▶ **TAREFAS**:
a. No comentário sobre o evangelho, qual é a condição fundamental para ser discípulo de Jesus?
b. Enumere todas as afirmações que o comentário sobre o evangelho faz a respeito do cristão.

▶ **TRECHO DO TEXTO**:
------------------------------------------------------------------------
Marcos 10,17-30
28º DOMINGO DO TEMPO COMUM
O evangelho de hoje (Mc 10,17-30)
retoma a condição fundamental para ser discípulo de Jesus: o desapego dos bens.
Um tema inevitável para quem quer compreender a pessoa de Jesus e seu modo de
viver. Um dos temas mais difíceis do cristianismo. O Concílio disse que o
espírito de pobreza e a caridade são a glória e o testemunho de Cristo. (Cf.
GUADIUM ET nº88). O cristão não considera más as riquezas, mas vive desprendido
delas. Não é conquista de bens nem materiais nem espirituais a sua meta. Mas a
aproximação sempre maior de Deus. E os bens são amarras que impedem o voo, são
jaulas, ainda que, às vezes de ouro, que encurtam os horizontes do destino
humano.
------------------------------------------------------------------------
▶ **Linhas de um conjunto de dados de apontamento**:
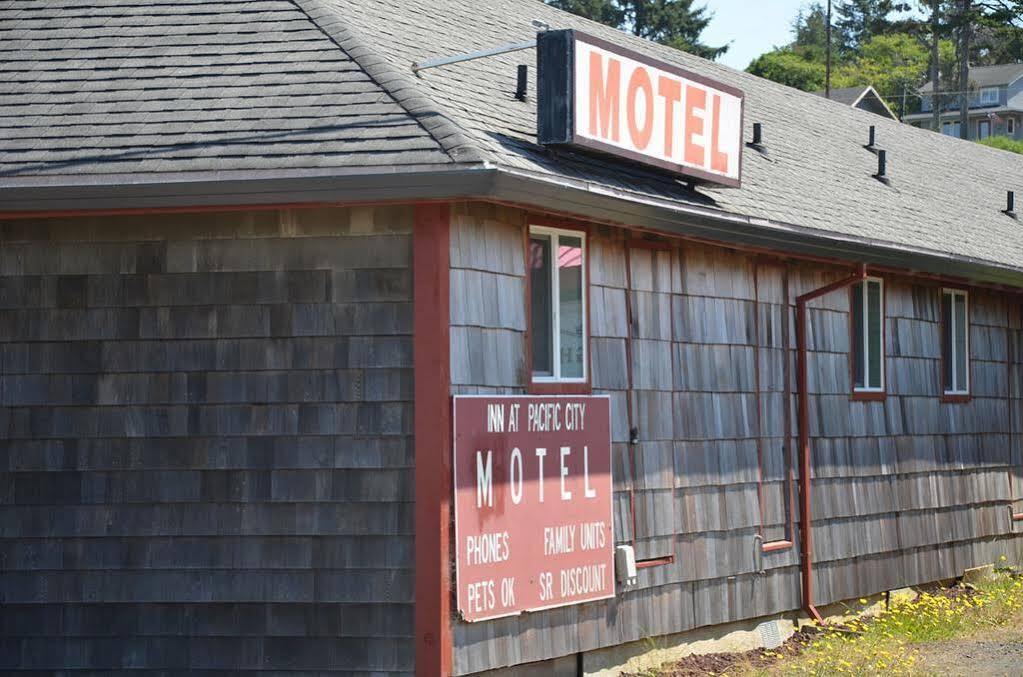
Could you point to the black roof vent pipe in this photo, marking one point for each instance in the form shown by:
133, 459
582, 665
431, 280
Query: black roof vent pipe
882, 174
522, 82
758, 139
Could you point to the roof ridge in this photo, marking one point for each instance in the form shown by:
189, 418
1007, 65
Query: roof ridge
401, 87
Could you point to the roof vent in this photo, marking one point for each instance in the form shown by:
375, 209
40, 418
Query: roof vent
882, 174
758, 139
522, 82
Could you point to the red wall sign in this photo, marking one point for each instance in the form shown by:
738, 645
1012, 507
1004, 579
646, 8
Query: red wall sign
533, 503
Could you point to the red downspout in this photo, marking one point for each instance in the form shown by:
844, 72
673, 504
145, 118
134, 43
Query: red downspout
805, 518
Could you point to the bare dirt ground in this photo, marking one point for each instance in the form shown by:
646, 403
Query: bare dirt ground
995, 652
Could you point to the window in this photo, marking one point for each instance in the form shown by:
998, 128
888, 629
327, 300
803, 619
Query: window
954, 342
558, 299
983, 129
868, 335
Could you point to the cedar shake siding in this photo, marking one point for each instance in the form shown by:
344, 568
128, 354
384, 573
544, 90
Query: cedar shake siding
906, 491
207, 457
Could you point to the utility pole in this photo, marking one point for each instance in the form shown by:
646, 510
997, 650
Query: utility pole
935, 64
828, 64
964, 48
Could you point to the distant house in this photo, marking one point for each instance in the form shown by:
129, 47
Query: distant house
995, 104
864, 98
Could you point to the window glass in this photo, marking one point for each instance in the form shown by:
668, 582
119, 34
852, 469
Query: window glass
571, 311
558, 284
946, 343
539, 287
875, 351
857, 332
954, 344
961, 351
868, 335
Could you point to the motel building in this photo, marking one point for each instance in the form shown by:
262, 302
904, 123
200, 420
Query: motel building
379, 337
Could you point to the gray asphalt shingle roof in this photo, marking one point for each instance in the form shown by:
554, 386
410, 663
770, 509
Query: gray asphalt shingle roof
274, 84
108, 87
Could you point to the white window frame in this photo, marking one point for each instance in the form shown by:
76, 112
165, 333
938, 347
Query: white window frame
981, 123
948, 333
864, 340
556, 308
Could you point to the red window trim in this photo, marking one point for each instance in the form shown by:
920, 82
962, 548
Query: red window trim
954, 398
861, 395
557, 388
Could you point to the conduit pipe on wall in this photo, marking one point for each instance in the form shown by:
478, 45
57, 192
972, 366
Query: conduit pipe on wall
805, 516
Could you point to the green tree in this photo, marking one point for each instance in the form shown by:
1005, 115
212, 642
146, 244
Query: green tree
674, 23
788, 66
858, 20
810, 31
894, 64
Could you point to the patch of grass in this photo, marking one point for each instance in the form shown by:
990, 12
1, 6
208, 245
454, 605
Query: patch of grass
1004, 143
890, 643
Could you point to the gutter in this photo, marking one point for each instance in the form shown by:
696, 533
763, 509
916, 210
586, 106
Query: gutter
------------------------------------------------------------------------
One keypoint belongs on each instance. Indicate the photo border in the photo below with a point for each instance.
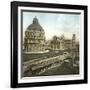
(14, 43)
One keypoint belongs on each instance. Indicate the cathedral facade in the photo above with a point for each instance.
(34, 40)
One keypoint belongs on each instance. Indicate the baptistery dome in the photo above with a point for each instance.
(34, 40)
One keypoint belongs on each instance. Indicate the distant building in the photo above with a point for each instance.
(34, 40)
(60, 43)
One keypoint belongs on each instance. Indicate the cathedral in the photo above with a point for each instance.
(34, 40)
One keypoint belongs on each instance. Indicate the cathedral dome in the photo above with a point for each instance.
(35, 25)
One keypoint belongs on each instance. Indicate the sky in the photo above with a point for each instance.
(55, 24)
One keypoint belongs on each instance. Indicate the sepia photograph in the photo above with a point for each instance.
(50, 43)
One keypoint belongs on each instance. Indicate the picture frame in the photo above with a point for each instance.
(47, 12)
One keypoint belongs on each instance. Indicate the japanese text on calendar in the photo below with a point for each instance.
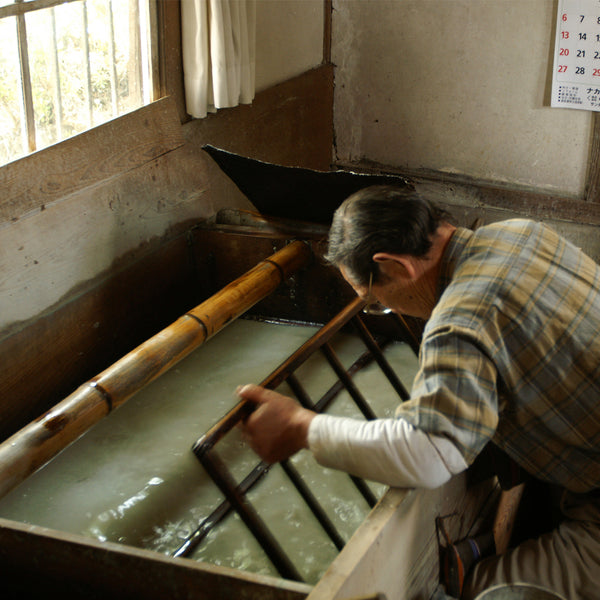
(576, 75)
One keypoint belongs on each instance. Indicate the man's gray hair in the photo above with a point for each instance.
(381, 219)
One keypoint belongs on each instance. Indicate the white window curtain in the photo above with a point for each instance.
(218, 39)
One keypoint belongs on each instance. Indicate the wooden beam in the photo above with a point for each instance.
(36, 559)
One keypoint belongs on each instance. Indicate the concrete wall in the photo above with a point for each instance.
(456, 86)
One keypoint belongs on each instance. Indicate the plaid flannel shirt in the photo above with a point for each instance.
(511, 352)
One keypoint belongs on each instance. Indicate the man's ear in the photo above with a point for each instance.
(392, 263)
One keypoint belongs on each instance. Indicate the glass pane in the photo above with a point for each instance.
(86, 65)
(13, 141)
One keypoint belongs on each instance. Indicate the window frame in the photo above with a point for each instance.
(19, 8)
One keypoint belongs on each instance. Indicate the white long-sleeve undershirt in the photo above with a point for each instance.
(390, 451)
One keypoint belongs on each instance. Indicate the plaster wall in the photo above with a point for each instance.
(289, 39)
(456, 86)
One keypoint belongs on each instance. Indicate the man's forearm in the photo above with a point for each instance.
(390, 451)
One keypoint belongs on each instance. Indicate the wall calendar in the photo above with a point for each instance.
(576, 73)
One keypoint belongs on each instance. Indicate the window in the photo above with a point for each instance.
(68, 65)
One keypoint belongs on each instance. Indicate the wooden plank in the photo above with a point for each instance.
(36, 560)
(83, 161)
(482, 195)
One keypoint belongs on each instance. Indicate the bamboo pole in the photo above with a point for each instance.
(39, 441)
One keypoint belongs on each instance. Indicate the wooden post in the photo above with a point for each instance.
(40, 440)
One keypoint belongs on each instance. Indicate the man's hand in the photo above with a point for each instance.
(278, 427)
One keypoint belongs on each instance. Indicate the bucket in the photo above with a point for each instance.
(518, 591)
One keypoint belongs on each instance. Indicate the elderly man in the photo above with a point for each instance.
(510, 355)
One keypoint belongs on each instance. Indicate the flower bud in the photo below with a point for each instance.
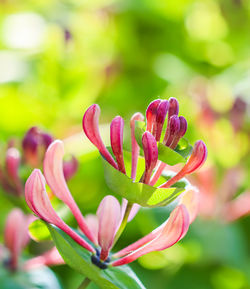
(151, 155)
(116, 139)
------------------------------------------------------------------------
▶ **RESPOSTAS POR TAREFA**:
a. O desapego dos bens.

b.
- Não considera más as riquezas.
- Vive desprendido delas.
- Sua meta não é a conquista de bens, nem materiais nem espirituais.
- Sua meta é a aproximação sempre maior de Deus.